** Opening Data in this exercise block **

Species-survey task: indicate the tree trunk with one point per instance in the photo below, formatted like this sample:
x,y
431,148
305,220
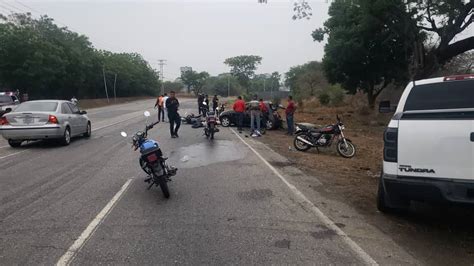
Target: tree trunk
x,y
371,96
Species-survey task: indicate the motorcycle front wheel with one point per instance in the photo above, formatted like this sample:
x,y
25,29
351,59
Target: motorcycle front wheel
x,y
346,152
300,145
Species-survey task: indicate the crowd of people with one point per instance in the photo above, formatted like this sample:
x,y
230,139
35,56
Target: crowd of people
x,y
259,114
168,107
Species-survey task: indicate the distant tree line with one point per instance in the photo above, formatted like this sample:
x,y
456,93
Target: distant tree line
x,y
46,61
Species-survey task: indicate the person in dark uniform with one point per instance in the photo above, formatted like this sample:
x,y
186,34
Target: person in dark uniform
x,y
172,104
215,103
200,100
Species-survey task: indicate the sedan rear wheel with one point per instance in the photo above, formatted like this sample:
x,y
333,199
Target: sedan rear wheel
x,y
225,121
66,139
14,143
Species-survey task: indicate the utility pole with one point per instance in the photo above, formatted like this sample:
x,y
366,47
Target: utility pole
x,y
162,63
228,86
105,83
115,82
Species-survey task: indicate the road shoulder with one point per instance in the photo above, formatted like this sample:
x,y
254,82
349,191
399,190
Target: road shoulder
x,y
375,242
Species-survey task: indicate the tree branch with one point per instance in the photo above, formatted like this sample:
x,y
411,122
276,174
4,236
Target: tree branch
x,y
428,29
430,18
385,84
455,49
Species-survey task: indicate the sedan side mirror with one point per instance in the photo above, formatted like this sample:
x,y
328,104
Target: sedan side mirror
x,y
386,107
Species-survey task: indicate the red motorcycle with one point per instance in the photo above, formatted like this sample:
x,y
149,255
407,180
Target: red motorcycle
x,y
308,137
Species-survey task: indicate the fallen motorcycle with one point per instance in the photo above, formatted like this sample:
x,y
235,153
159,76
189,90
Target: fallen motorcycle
x,y
152,160
308,137
190,118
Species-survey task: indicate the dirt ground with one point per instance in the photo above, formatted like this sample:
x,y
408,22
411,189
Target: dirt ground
x,y
435,234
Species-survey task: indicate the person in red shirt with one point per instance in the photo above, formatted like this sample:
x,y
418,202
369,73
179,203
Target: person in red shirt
x,y
290,112
239,108
264,111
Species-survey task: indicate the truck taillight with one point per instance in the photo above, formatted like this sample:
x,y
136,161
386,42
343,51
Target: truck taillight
x,y
390,147
3,121
459,77
53,119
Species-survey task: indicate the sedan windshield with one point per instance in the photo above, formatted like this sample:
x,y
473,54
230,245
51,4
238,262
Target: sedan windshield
x,y
5,99
37,107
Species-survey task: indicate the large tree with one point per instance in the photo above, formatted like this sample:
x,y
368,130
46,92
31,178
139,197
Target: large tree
x,y
366,48
243,68
436,36
444,21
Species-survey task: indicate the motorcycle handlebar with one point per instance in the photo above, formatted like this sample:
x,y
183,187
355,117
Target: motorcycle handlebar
x,y
152,125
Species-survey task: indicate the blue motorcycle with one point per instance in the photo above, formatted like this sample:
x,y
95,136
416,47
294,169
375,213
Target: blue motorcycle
x,y
152,160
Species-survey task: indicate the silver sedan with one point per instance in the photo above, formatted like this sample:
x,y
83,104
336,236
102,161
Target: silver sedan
x,y
44,120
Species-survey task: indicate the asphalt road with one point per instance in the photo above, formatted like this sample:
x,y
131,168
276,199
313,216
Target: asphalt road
x,y
87,203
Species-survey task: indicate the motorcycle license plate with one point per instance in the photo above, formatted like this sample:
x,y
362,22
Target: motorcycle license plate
x,y
152,158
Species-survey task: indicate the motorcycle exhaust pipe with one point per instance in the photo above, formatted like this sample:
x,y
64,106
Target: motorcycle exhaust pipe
x,y
305,141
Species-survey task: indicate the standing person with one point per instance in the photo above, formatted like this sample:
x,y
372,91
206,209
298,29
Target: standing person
x,y
172,105
200,100
239,108
74,100
205,106
264,110
255,114
159,104
290,111
206,99
165,109
215,103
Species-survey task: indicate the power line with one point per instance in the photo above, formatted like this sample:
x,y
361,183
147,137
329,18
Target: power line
x,y
40,13
6,8
12,6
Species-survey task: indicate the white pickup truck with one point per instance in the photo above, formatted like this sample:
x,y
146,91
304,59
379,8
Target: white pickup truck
x,y
429,144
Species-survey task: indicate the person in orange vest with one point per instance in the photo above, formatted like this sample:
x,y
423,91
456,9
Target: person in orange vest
x,y
159,103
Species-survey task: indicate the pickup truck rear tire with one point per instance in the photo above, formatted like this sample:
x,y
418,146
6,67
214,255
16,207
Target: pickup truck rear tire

** Closing Data in this exercise block **

> [Exercise requirements]:
In the records above, locate the lines holding the word "tire". Copy each of them.

> [Task response]:
Species-survey task: indicate the pickup truck rear tire with one point per instance in the photo above, formatted like this sample:
Target: pickup truck rear tire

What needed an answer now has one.